• [Data lines]:
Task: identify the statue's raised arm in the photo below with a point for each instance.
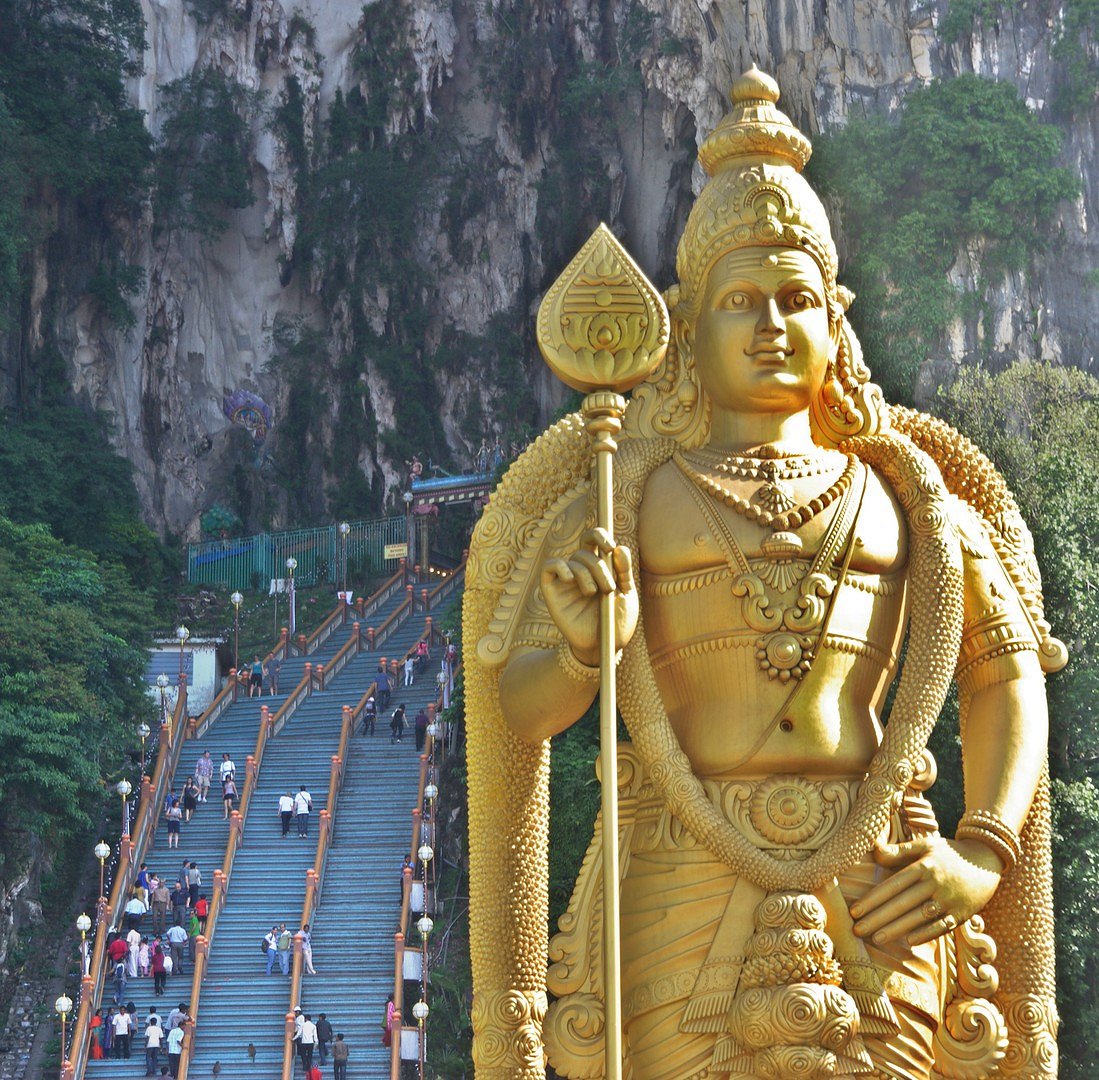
(789, 906)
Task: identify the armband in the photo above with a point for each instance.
(994, 832)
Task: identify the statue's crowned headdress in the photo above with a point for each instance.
(757, 196)
(756, 193)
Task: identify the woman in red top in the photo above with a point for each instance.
(95, 1028)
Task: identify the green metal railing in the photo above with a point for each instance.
(323, 556)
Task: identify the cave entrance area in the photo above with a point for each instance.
(429, 529)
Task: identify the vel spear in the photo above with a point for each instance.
(603, 327)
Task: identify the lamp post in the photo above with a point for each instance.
(420, 1011)
(102, 850)
(344, 531)
(84, 924)
(64, 1006)
(123, 788)
(291, 565)
(143, 733)
(237, 600)
(182, 633)
(162, 685)
(408, 529)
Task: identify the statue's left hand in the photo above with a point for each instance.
(936, 884)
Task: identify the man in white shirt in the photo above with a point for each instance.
(203, 772)
(177, 938)
(286, 811)
(270, 939)
(302, 804)
(308, 1044)
(154, 1036)
(133, 942)
(135, 911)
(175, 1048)
(121, 1022)
(226, 770)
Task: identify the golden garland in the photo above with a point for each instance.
(935, 571)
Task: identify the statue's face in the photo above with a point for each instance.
(762, 340)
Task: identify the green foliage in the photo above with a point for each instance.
(71, 147)
(1076, 895)
(300, 357)
(110, 286)
(1038, 423)
(221, 522)
(57, 467)
(69, 681)
(202, 166)
(965, 165)
(385, 62)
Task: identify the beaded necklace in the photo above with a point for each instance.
(775, 509)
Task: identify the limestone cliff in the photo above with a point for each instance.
(510, 196)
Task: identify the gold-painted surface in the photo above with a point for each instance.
(602, 325)
(742, 792)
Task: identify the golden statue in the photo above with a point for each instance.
(784, 544)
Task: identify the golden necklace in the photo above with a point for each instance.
(775, 509)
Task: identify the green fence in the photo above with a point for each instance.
(323, 556)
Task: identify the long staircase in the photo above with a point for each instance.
(359, 908)
(203, 838)
(242, 1012)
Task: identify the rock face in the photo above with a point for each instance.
(485, 77)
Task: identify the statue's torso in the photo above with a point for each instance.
(731, 716)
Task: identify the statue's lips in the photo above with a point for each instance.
(769, 357)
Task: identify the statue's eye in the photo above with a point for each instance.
(736, 301)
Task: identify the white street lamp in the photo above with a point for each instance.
(64, 1006)
(143, 733)
(84, 924)
(102, 850)
(237, 599)
(162, 683)
(182, 633)
(291, 565)
(123, 788)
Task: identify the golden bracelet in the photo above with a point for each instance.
(994, 832)
(576, 670)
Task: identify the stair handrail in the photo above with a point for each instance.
(221, 879)
(131, 852)
(447, 585)
(426, 768)
(313, 878)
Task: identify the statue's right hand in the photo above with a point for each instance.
(573, 589)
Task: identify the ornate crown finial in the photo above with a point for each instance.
(755, 130)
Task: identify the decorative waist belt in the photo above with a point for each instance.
(789, 816)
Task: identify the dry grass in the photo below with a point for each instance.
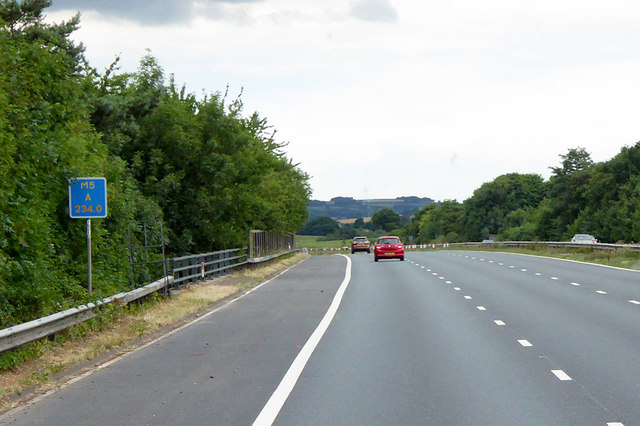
(123, 331)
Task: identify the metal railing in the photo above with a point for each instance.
(201, 266)
(596, 246)
(33, 330)
(183, 269)
(264, 245)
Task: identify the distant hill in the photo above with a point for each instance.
(348, 208)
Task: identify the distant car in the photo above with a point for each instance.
(584, 239)
(360, 244)
(388, 248)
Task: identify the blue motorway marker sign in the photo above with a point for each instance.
(87, 198)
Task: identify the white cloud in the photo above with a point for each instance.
(374, 10)
(434, 103)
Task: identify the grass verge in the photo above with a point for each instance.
(621, 258)
(38, 367)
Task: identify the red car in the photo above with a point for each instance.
(388, 248)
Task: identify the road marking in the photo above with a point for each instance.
(561, 375)
(270, 411)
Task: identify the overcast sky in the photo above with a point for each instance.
(388, 98)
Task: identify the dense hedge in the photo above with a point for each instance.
(206, 171)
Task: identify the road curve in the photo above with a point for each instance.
(461, 338)
(220, 370)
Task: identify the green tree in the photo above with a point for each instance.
(386, 219)
(323, 225)
(566, 192)
(611, 199)
(484, 213)
(440, 222)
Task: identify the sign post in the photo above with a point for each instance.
(87, 200)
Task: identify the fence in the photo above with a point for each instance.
(200, 266)
(265, 245)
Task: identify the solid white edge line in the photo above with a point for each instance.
(271, 410)
(119, 358)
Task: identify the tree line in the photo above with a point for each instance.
(602, 199)
(581, 196)
(201, 167)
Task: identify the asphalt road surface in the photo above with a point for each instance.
(444, 338)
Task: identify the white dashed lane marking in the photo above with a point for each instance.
(561, 375)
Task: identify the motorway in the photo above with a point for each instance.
(444, 338)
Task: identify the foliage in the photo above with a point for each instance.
(484, 213)
(386, 219)
(199, 167)
(323, 225)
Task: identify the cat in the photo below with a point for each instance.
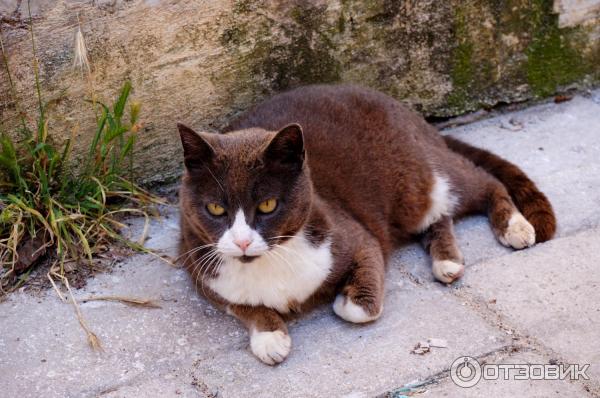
(301, 200)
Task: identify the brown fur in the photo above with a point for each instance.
(365, 184)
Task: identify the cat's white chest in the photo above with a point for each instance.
(282, 275)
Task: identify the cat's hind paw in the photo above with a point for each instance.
(270, 347)
(447, 271)
(519, 234)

• [Exercise details]:
Each line of the data is to be duplicated exactly; pictures stay out of the copy.

• [Result for this task]:
Task: identify the statue's raised arm in the photo below with a point for each instance.
(789, 906)
Task: identify the armband in the photo above with a point for each instance.
(994, 832)
Task: identify the statue's crowned headdress in the photo above with a point for each instance.
(757, 196)
(756, 193)
Task: identify the woman in red top in the photo above with a point for each instance.
(95, 1028)
Task: identify the green metal railing in the photo above with a point for each instance.
(323, 556)
Task: identify the cave entrance area in the photo above with a point for each instance.
(429, 529)
Task: identify the vel spear in the photo above with a point for each instance.
(603, 327)
Task: identify the lamp post in the photo above with a point for each instance.
(420, 1011)
(102, 850)
(344, 531)
(84, 924)
(64, 1006)
(123, 788)
(291, 565)
(143, 733)
(237, 600)
(182, 633)
(162, 685)
(408, 529)
Task: identify the statue's left hand in the photo above with a point for each instance.
(936, 884)
Task: identify the man in white shirt in the photo above with a point for each instance.
(203, 772)
(177, 938)
(286, 811)
(270, 939)
(302, 804)
(308, 1044)
(154, 1036)
(133, 942)
(135, 911)
(175, 1048)
(121, 1022)
(226, 770)
Task: identify the golden garland in the photo above with a point for each instance.
(935, 571)
Task: identify the statue's face in the photo above with a point for each instance.
(762, 340)
Task: identify the green foliage in the photo above with a point for each instance.
(71, 147)
(1076, 895)
(300, 357)
(110, 286)
(1038, 423)
(221, 522)
(57, 467)
(69, 681)
(202, 166)
(965, 165)
(385, 62)
Task: identify the beaded necklace in the photo above with a point for each instance.
(775, 509)
Task: identify the limestone cliff in the photo above with a point for each instance.
(510, 196)
Task: identify the gold-painted surface in the photo above with a point for each instance.
(602, 325)
(742, 792)
Task: identify the golden statue in the photo above with a point for each instance.
(784, 544)
Task: identify the golden necklace in the photo above with a point for each instance.
(775, 509)
Task: identify the green fence in the photo above with a point for each instance.
(323, 556)
Task: identify the long staircase in the photo above with a point for each instance.
(359, 908)
(203, 838)
(242, 1012)
Task: identify the rock face in the photo above with a point for each instance.
(485, 77)
Task: identify the statue's torso in the photo above with a point for each instance.
(731, 716)
Task: identify the statue's lips in the photo above with a point for each instance.
(769, 357)
Task: identify the statue's eye in the photo above with a point for each instance.
(736, 301)
Task: identify the white street lamp in the photo above with a point for each instance.
(64, 1006)
(143, 733)
(84, 924)
(102, 850)
(237, 599)
(162, 683)
(182, 633)
(291, 565)
(123, 788)
Task: identify the golden bracelet in the photo above with a point for each instance.
(994, 832)
(576, 670)
Task: identify the stair handrail in the photo above with a point for each instance.
(221, 879)
(131, 852)
(447, 585)
(426, 768)
(313, 878)
Task: identify the statue's right hand in the photo above with a point for each instance.
(573, 589)
Task: identify the ornate crown finial in the photo above with a point for each instance.
(755, 130)
Task: identify the decorative waist belt in the photo above with a point for each instance.
(789, 816)
Task: identify the dry grass in the photo below with a point for each instance.
(123, 331)
Task: identify the metal railing in the photo above with a point for each instance.
(201, 266)
(596, 246)
(33, 330)
(183, 269)
(264, 245)
Task: identify the distant hill in the photo above with a point for each instance.
(348, 208)
Task: identify the distant car in the photo above with a point for each instance.
(584, 239)
(360, 244)
(388, 248)
Task: identify the blue motorway marker sign in the photo above with a point for each instance.
(87, 198)
Task: identify the white cloud in the photo above with a point for each instance.
(374, 10)
(434, 103)
Task: identify the grass verge in the photo above with a point for each instance.
(621, 258)
(38, 367)
Task: identify the red car in the photo above with a point for each instance.
(388, 248)
Task: identify the road marking in the photo above with a point for each instance.
(561, 375)
(270, 411)
Task: identify the overcast sky in the photo above with a point for each instance.
(388, 98)
Task: identify the dense hedge in the photo above with a point for each instance.
(206, 171)
Task: identify the road curve in the photo above with a point for each instance.
(461, 338)
(220, 370)
Task: identify the green tree in the photo above with a point for each instance.
(386, 219)
(323, 225)
(566, 192)
(611, 199)
(484, 213)
(440, 222)
Task: identify the sign post in the photo above with a point for each instance.
(87, 200)
Task: identify the fence in the photo above with a point for each instance.
(200, 266)
(265, 245)
Task: identify the solid white edge line in the photo above with a point for each instance.
(271, 410)
(119, 358)
Task: identify the tree line in the photo above with a point for each instance.
(602, 199)
(581, 196)
(201, 167)
Task: identify the asphalt road surface in the photo above with a point for each instance.
(444, 338)
Task: identify the white dashed lane marking in the photo above with a point for each instance.
(561, 375)
Task: identify the motorway in the photo above with a point for each instance.
(444, 338)
Task: identify the foliage in the photo above with a point for each instance.
(484, 213)
(386, 219)
(199, 167)
(323, 225)
Task: identify the cat in the photo below with a point for each instance.
(301, 200)
Task: identify the brown fur in the photo above with a point for each instance.
(365, 184)
Task: identify the cat's white chest in the photo above with a point for each instance.
(282, 275)
Task: identify the cat's hind paw in the photo above with a point for each instance.
(270, 347)
(447, 271)
(519, 234)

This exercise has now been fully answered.